* BEGIN *

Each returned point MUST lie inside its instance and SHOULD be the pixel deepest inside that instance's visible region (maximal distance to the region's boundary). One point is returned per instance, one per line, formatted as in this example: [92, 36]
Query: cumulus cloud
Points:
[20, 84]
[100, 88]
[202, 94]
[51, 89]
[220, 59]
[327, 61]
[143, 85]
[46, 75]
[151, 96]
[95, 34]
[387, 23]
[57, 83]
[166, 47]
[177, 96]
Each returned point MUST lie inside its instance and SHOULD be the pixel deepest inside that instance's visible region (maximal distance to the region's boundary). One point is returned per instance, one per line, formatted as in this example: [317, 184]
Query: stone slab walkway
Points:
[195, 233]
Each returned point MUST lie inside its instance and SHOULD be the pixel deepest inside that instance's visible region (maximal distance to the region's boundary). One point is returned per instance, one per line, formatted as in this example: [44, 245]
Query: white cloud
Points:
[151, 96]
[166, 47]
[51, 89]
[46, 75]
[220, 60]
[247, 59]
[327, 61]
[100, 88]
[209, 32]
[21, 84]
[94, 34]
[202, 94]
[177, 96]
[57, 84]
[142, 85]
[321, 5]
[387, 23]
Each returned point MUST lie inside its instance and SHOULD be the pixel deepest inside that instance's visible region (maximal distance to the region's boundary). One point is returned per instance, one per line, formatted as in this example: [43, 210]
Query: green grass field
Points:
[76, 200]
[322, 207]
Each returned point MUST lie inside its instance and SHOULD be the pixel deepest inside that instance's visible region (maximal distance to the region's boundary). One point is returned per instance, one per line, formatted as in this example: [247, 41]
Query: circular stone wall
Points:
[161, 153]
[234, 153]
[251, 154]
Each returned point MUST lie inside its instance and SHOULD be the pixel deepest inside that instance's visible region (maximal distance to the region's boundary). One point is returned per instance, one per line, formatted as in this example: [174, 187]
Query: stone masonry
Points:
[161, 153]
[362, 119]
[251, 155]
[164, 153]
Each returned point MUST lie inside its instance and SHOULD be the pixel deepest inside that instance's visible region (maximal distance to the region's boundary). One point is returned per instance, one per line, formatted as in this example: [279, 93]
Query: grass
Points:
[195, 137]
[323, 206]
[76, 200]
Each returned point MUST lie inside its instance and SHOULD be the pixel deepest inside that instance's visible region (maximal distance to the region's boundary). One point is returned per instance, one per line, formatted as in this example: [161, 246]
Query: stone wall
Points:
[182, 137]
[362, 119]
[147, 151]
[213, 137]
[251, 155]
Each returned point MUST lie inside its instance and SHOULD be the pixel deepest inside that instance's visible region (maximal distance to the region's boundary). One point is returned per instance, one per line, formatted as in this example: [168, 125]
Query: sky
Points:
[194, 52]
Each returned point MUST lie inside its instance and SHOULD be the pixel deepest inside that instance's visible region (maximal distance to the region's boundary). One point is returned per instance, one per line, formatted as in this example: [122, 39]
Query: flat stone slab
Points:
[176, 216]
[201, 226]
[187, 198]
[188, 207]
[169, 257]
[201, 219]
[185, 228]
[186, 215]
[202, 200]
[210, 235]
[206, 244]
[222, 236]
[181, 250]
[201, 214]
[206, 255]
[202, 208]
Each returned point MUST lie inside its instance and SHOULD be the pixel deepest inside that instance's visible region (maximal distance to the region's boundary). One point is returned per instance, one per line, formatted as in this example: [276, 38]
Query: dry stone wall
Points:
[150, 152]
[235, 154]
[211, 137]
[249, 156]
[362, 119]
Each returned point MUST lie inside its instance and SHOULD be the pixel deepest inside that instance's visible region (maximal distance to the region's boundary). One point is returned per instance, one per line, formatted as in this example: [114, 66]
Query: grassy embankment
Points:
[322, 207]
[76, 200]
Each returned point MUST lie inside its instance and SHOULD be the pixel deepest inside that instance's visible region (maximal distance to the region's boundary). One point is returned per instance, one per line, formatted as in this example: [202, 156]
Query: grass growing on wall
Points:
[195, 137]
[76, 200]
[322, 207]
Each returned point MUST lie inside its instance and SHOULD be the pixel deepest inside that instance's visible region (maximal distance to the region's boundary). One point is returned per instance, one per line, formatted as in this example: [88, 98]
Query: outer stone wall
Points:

* END *

Exercise instructions:
Give again, word for word, every line from the one holding "example: [122, 39]" to the end of the data.

Expected answer:
Each returned point MUST lie inside its instance and SHOULD be the pixel deepest inside that instance's visible region (maximal distance to the region's boundary). One point is returned per instance, one per line, formatted as in this example: [122, 39]
Query: flat stone slab
Points:
[176, 216]
[201, 226]
[187, 198]
[188, 207]
[169, 257]
[201, 219]
[185, 228]
[186, 215]
[202, 200]
[210, 235]
[206, 244]
[222, 236]
[181, 250]
[201, 214]
[206, 255]
[202, 208]
Each returned point MUST lie inside its instance and SHOULD be the pixel deepest inside that instance's visible region (maximal distance to the region's boundary). One point is returned per instance, one per line, formatted as in this example: [276, 38]
Query: dry stone wall
Points:
[150, 152]
[235, 154]
[211, 137]
[249, 156]
[362, 119]
Each returned point MUST lie inside its instance and SHOULD be the pixel deepest inside that instance's visible region (maximal distance to the region's boundary). One point is returned per instance, one per line, formatted as in this example: [114, 66]
Query: grassy embankment
Points:
[322, 207]
[76, 200]
Each returned point MUST lie inside its instance and SHOULD be the pixel deepest inside that instance's visible region (maximal distance to the region's boundary). One point is returned per instance, one per line, formatted as in this example: [202, 156]
Query: grass growing on wall
Points:
[195, 137]
[76, 200]
[322, 207]
Each returned point MUST lie inside its instance and SHOULD be the pixel deepest inside that instance's visible region (maximal distance to the region's boundary). One point is returned per instance, one per line, formatted as in this example: [88, 98]
Query: outer stone wall
Points:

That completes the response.